RECORDS FOR THE EXERCISE:
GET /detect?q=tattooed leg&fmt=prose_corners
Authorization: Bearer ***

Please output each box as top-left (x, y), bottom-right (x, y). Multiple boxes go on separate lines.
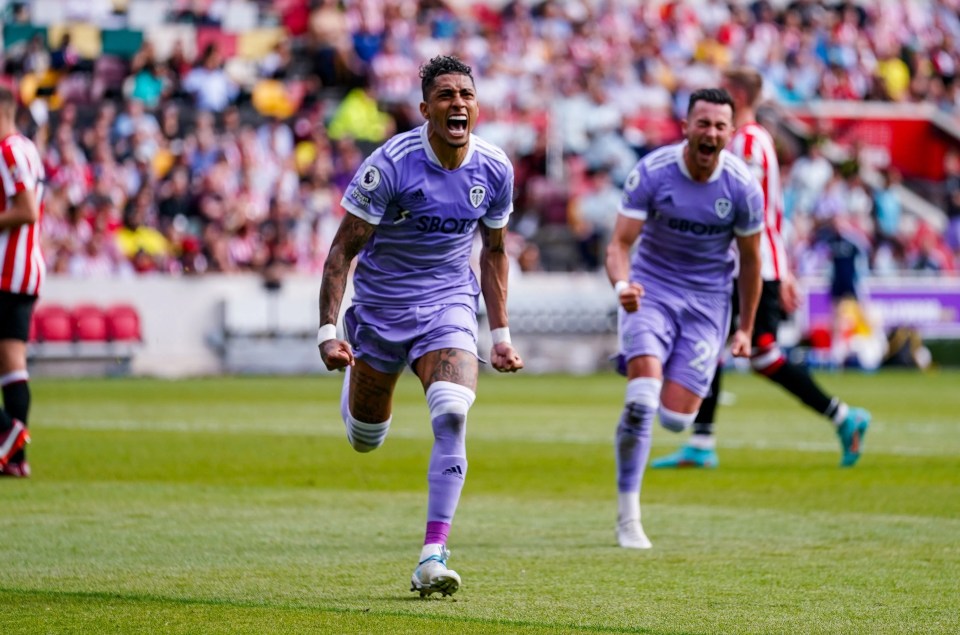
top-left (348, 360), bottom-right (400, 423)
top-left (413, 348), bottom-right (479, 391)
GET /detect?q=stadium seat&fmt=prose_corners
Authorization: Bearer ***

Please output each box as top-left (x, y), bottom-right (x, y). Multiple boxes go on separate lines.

REQUIREMENT: Please rewrite all the rows with "prose_corners" swapped for "plain_corners" and everything else unchanged, leaving the pictures out.

EXERCISE OUTPUT:
GET /detect?q=tattooed leg&fmt=plain_corners
Authorization: Bearer ***

Please output each box as top-left (x, y), bottom-right (x, y). Multiple boxes go on separate lines.
top-left (348, 360), bottom-right (400, 423)
top-left (413, 348), bottom-right (479, 391)
GET /detect?q=stadium seat&fmt=plain_corners
Authorization: Bearer ***

Please output each box as top-left (x, y), bottom-right (x, y). Multiple boxes go on separate lines.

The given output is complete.